TASK TO COMPLETE
Could you filter the listing for lines with the word "silver" and return them?

EXCERPTED RECORDS
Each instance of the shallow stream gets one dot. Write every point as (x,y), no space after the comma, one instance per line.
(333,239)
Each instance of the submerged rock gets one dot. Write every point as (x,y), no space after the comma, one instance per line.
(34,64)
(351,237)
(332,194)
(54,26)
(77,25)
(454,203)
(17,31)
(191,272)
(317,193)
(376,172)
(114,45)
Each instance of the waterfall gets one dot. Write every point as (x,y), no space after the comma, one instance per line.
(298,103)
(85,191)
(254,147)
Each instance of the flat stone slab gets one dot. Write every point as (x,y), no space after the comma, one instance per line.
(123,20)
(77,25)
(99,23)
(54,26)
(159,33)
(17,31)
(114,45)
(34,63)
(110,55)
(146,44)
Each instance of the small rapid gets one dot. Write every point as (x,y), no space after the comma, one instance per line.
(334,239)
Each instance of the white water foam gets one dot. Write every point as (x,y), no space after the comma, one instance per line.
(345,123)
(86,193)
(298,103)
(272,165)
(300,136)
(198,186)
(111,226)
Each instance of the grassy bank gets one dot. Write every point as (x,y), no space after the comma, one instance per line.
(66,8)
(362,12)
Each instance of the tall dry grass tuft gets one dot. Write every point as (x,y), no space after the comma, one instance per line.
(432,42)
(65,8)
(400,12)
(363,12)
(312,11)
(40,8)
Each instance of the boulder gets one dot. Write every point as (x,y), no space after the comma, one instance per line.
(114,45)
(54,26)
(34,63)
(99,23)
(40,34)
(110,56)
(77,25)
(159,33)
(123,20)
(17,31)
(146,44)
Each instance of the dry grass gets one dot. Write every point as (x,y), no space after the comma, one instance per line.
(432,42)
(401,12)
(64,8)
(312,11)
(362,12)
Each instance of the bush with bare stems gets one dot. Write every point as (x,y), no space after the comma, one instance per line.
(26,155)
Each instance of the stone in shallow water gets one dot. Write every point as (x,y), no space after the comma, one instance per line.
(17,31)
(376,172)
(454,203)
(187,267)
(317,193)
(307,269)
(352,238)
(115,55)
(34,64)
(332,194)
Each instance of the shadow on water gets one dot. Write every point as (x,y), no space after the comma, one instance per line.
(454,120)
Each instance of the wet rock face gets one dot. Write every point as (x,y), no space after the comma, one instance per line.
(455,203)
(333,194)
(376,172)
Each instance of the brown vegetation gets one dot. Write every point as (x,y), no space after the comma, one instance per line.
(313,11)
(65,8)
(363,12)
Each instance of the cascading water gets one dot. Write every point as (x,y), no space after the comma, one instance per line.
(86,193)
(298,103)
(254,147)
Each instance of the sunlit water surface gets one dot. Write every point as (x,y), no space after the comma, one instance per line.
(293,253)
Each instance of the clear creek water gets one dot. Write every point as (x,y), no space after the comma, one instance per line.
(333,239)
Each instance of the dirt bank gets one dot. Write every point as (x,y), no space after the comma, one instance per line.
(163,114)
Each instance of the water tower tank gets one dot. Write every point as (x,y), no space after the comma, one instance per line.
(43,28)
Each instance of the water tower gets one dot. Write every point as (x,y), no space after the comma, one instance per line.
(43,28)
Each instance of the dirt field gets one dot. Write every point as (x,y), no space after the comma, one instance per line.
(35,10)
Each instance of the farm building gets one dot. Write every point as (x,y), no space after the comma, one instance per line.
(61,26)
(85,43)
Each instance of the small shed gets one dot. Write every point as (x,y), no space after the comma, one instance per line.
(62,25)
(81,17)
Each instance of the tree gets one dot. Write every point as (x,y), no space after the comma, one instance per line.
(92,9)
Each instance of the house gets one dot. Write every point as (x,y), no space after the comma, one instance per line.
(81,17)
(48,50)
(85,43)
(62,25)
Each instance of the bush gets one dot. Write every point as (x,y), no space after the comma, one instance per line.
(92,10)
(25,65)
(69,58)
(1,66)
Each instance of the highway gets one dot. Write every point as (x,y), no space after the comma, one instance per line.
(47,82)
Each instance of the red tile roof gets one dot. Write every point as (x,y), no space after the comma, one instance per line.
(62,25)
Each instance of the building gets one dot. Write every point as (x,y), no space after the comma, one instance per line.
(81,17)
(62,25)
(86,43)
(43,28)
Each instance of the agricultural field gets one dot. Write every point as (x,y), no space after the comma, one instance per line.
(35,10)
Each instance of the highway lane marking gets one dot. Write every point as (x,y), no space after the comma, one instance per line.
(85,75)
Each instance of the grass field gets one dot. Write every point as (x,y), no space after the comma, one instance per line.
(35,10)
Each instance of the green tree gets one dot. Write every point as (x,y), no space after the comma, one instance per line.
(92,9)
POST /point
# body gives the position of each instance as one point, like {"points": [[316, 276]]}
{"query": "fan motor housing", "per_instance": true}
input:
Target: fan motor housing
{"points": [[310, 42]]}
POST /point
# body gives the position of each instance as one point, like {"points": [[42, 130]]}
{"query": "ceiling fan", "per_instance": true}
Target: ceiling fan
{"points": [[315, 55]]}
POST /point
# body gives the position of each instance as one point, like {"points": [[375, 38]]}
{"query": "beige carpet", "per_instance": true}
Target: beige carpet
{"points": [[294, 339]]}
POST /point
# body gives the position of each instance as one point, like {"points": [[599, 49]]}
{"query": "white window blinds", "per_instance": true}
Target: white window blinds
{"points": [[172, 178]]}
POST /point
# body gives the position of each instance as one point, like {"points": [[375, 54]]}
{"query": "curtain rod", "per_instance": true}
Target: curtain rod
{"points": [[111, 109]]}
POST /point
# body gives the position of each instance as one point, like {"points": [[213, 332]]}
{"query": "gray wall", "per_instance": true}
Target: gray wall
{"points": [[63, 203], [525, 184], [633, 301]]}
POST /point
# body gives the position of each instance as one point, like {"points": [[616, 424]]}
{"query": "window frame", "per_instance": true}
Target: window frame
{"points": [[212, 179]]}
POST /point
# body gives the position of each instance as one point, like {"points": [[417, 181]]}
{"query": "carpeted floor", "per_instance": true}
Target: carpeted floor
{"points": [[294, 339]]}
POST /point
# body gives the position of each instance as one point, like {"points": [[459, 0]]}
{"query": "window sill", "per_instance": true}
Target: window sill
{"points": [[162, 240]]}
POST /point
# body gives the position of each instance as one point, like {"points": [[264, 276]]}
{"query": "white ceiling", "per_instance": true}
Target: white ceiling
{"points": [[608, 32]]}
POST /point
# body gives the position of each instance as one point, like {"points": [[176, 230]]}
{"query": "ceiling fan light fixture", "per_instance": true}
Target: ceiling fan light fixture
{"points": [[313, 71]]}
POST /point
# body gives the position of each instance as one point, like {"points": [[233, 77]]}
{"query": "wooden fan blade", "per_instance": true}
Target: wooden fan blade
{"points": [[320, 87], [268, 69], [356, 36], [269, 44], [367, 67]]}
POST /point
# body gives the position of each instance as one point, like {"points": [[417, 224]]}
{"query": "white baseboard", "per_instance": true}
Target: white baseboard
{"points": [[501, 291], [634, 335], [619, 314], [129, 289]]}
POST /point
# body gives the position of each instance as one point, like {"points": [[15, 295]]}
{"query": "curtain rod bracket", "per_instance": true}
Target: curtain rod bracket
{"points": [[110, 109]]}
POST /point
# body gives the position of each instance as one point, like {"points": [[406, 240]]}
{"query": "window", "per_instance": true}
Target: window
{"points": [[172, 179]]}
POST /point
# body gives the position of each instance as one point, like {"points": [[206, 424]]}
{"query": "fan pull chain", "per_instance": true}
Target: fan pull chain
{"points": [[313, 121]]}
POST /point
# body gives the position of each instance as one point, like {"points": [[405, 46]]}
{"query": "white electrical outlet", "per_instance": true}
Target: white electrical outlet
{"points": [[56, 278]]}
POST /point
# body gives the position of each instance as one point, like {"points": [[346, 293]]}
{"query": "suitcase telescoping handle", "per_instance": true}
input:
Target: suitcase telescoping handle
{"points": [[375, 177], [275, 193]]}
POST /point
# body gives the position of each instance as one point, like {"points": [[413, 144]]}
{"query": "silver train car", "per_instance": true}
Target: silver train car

FINISHED TASK
{"query": "silver train car", "per_instance": true}
Target: silver train car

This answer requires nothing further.